*** EXCERPT PROVIDED Section Begins ***

Forty-one suspected Taliban and six policemen were killed in a major battle in southern Afghanistan in an area where the Taliban leader once lived, a governor said on Saturday.
The battle south-west of Kandahar city lasted almost the entire day Friday, with helicopters from the US-led coalition firing rockets assisting Afghan forces on the ground. "In the result, 41 Taleban were killed, a big number of them were wounded," Kandahar governor Assadullah Khalid told AFP.
"Six police were martyred, nine police were wounded," he said, adding that three civilians were also wounded and 13 Taleban arrested.
The dead included a district police chief while a district governor was among the wounded, he said.
A resident of one village in the area said a 19-year-old girl was killed and two children wounded in police fire but this was not confirmed by officials.
The village, Sartak, was quiet Saturday but bore signs of the fighting with craters in some buildings from rocket fire and walls pocked with bulletholes, an AFP reporter said. Khalid said Taleban fighters had gathered in the area, which includes the Panjwayi and Zarai districts about 40 kilometres (24 miles) south-west of Kandahar city, for about three days after fleeing an offensive in neighbouring Helmand province. A Taleban spokesman said the battle had started with a Taleban attack. The spokesman, Yousuf Ahmadi, only acknowledged two Taleban deaths.

*** EXCERPT PROVIDED Section Ends ***

> [EXERCISE TASKS]
#1 Translate this sentence from the Kandahar battle report into Spanish: "The dead included a district police chief while a district governor was among the wounded, he said."
#2 Supply what comes next in the Kandahar battle report, starting after its final sentence.
The items below come from a separate source.

*** DATASET Section Begins ***

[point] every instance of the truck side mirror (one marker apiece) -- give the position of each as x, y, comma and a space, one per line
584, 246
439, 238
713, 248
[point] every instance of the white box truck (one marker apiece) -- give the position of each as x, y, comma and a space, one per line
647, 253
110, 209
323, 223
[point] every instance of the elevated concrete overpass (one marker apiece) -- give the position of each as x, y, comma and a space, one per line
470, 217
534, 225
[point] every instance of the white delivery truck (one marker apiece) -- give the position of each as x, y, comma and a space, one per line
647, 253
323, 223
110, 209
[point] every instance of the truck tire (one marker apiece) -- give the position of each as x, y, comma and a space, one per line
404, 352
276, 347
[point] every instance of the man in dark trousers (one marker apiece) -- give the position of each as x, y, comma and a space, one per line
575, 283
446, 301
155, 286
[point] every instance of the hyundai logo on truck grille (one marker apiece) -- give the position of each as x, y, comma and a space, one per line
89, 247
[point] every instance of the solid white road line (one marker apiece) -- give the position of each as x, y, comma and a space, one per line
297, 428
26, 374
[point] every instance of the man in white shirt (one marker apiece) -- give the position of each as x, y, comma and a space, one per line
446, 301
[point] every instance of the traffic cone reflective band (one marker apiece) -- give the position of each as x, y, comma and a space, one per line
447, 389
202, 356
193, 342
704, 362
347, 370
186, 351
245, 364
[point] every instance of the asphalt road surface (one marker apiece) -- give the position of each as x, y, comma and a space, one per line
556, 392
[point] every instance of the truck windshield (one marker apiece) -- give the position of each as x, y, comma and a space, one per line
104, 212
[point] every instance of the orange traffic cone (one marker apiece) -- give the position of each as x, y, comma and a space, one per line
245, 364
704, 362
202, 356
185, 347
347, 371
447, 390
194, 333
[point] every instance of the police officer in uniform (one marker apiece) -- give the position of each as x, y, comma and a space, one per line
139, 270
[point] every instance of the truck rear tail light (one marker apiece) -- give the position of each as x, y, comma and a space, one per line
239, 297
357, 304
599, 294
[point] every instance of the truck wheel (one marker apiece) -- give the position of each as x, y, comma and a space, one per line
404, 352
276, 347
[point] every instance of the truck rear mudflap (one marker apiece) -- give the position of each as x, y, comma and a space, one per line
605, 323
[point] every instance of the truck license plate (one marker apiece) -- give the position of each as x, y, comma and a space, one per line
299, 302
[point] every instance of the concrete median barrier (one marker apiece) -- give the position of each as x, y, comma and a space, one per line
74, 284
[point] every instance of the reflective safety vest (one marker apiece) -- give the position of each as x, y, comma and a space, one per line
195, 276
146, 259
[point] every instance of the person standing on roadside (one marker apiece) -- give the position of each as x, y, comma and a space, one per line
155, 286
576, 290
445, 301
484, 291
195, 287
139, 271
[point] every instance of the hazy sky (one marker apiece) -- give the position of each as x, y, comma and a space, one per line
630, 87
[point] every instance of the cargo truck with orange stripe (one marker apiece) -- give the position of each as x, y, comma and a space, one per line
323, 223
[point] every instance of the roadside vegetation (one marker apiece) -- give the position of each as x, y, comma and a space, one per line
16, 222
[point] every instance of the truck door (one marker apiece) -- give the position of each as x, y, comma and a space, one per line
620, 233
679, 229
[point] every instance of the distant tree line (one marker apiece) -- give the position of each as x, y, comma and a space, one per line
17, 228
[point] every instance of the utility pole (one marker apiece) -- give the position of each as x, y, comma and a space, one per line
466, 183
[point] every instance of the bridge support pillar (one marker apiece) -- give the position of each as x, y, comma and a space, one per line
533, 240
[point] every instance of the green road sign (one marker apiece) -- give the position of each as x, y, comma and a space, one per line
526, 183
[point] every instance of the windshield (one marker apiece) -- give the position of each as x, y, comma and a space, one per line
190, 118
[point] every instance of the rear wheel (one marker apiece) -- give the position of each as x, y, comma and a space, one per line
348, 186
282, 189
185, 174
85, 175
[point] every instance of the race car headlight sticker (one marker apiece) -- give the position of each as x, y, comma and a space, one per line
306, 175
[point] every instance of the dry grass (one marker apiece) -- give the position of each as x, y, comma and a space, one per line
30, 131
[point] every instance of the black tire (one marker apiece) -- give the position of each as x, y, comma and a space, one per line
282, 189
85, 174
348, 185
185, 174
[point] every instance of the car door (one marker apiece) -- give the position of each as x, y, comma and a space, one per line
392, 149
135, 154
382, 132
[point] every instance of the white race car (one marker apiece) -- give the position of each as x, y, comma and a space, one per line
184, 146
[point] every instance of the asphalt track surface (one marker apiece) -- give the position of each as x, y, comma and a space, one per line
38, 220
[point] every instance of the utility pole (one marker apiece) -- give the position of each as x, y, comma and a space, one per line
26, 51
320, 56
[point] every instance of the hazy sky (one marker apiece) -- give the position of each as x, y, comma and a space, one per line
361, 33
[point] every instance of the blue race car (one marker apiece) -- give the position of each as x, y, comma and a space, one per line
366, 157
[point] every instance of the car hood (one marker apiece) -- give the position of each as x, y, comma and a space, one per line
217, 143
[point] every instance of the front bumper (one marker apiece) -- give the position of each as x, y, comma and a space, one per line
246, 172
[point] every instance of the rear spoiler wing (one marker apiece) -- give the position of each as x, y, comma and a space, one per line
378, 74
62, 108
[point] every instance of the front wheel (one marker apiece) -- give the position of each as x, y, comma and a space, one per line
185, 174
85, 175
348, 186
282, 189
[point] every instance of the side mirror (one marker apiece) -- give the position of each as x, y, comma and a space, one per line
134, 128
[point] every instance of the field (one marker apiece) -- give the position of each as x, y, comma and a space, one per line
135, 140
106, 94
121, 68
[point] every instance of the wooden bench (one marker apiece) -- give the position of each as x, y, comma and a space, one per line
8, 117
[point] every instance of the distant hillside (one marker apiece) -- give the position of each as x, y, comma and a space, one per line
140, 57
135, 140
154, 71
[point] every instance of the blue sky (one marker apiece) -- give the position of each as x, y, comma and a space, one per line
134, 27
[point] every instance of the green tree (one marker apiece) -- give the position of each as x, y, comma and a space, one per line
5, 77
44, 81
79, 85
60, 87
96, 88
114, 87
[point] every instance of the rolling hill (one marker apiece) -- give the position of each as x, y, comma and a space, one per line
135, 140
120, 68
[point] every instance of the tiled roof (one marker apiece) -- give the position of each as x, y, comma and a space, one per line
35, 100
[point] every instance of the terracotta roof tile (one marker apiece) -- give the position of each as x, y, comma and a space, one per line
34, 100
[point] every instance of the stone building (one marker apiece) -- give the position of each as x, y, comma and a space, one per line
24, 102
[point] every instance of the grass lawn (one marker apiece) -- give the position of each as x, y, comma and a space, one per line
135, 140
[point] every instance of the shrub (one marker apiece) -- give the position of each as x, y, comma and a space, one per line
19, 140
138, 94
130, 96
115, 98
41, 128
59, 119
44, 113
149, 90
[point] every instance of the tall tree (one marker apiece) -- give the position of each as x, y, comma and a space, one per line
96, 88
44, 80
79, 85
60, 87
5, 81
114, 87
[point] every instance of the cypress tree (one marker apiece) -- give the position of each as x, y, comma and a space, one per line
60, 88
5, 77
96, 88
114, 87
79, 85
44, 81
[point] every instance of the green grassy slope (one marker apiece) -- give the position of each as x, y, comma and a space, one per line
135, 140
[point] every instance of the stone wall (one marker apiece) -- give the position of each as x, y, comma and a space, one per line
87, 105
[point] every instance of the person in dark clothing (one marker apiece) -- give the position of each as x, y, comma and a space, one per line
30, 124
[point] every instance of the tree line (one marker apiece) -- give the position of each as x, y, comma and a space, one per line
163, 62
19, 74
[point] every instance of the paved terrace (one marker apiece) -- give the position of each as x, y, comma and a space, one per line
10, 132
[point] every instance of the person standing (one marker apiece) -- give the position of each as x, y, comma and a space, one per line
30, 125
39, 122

*** DATASET Section Ends ***
*** DATASET Section Begins ***

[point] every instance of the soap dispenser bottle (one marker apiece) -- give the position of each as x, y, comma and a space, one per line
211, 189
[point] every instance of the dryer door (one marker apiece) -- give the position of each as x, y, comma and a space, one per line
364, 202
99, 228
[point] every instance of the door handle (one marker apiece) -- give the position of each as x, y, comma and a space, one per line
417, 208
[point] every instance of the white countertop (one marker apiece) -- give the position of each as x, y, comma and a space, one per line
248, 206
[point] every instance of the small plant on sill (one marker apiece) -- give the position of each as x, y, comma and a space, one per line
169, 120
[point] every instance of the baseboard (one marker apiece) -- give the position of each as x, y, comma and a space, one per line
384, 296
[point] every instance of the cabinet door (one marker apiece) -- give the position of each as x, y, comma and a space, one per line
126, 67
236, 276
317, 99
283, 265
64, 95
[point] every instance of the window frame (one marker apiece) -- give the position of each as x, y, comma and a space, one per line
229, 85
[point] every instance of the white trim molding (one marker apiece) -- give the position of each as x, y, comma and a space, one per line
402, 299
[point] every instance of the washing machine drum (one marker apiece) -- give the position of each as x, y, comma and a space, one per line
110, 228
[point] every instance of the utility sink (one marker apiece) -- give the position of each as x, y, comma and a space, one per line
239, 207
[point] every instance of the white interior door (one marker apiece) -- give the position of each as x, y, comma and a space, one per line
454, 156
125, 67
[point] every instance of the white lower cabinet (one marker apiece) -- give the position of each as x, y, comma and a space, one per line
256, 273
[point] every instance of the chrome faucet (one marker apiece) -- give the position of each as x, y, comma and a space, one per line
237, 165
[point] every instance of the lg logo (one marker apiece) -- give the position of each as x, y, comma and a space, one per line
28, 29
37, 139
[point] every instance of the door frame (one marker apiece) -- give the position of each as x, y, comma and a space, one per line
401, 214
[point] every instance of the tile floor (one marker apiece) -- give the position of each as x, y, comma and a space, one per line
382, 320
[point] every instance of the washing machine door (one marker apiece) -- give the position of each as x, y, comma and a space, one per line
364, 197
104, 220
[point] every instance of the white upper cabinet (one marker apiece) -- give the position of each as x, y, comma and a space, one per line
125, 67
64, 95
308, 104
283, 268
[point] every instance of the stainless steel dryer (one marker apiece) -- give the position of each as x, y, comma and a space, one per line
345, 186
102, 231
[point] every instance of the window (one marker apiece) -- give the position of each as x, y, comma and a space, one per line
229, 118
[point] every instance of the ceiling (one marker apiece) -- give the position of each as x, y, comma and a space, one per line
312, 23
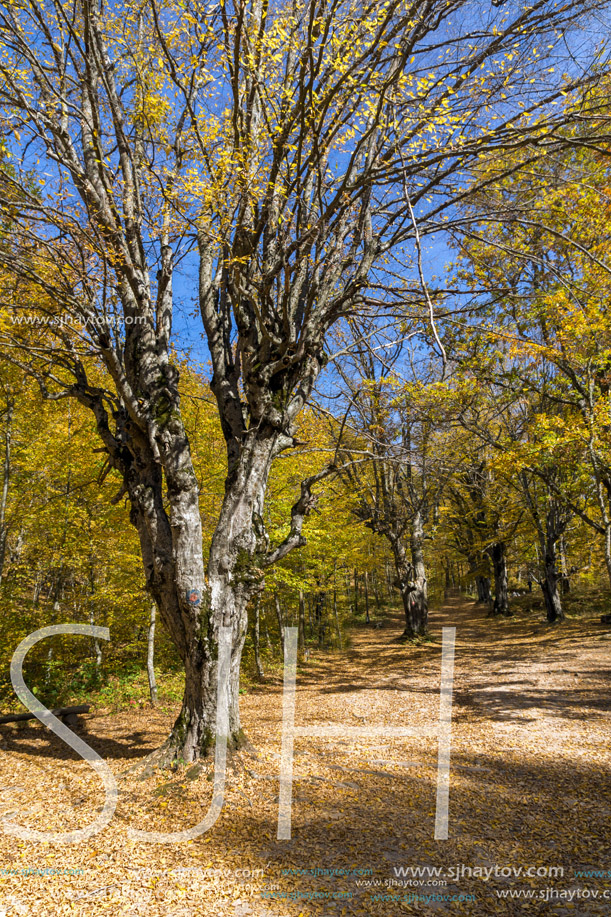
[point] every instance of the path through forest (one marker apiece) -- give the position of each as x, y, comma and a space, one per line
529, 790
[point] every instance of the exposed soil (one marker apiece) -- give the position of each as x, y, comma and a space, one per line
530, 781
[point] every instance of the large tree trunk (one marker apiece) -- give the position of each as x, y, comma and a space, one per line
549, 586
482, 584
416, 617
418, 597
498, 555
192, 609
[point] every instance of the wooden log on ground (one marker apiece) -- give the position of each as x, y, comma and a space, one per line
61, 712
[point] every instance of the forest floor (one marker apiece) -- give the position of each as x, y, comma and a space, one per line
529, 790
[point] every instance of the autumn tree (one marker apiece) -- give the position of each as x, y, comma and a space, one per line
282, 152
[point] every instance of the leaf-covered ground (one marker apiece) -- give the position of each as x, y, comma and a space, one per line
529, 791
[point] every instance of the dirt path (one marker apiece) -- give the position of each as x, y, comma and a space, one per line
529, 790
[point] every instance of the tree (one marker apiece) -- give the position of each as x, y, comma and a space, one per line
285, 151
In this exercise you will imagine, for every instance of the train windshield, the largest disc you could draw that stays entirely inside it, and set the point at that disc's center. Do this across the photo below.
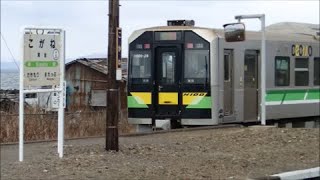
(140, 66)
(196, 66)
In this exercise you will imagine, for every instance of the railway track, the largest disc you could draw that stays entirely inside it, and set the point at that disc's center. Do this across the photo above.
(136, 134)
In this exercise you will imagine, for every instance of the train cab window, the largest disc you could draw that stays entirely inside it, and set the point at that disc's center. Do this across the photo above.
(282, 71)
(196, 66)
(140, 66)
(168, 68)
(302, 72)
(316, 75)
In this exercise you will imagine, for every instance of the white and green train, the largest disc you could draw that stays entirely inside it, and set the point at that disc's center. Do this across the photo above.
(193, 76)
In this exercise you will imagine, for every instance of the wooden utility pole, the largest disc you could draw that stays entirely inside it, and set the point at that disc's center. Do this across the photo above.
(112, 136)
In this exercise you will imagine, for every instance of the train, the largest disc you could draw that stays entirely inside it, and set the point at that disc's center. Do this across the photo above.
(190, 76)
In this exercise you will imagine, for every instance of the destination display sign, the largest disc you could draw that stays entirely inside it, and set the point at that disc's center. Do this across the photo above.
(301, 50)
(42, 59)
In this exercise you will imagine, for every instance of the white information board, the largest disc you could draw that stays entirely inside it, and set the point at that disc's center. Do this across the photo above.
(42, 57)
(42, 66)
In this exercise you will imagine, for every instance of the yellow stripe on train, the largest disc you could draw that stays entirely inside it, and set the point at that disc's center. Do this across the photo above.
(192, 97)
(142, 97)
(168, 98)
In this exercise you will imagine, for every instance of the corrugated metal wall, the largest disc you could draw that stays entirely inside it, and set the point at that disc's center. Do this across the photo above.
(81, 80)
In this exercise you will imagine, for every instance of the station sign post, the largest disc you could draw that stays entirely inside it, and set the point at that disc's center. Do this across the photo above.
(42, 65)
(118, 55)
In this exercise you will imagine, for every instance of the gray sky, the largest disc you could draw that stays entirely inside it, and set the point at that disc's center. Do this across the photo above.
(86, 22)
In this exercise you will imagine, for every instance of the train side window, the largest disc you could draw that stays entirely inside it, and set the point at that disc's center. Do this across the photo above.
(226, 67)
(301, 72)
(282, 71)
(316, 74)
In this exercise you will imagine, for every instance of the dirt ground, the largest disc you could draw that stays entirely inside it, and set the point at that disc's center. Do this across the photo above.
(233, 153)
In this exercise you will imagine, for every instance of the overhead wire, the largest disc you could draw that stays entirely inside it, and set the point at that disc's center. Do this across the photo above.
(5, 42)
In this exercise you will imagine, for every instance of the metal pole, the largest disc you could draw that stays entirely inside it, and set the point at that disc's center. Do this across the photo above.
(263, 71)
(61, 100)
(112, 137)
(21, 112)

*** DATASET Section Ends ***

> [TASK-BY-TASK RESULTS]
#1 Entre los muertos había un jefe de policía de distrito, mientras que un gobernador de distrito figuraba entre los heridos, dijo.

#2
"Late in the day the US planes appeared and Taleban escaped the area. Lots of civilians were killed by the bombing in the village," Ahmadi said by telephone from an unknown location.
One wounded civilian, Zahir Shah, told AFP from hospital in Kandahar that he had been struck by a bullet while leaving a mosque in Singesar area, where fugitive Taleban leader Mullah Mohammad Omar lived for several years.
"As I got out of the mosque, a PK (Russian-made) machine gun bullet hit me in my belly and after that I don't remember anything," Shah said. He estimated there had been up to 250 Taleban in the village.
Operation Mountain Lion, in which about eight insurgents have been killed, saw no major engagements Friday but Afghan and coalition "continued to pressure the enemy by continuous manoeuvre," the US military said.
The operation is seen as direct retaliation to a new spring offensive launched by the Taleban with a stream of suicide blasts and other attacks in the south and east of the country.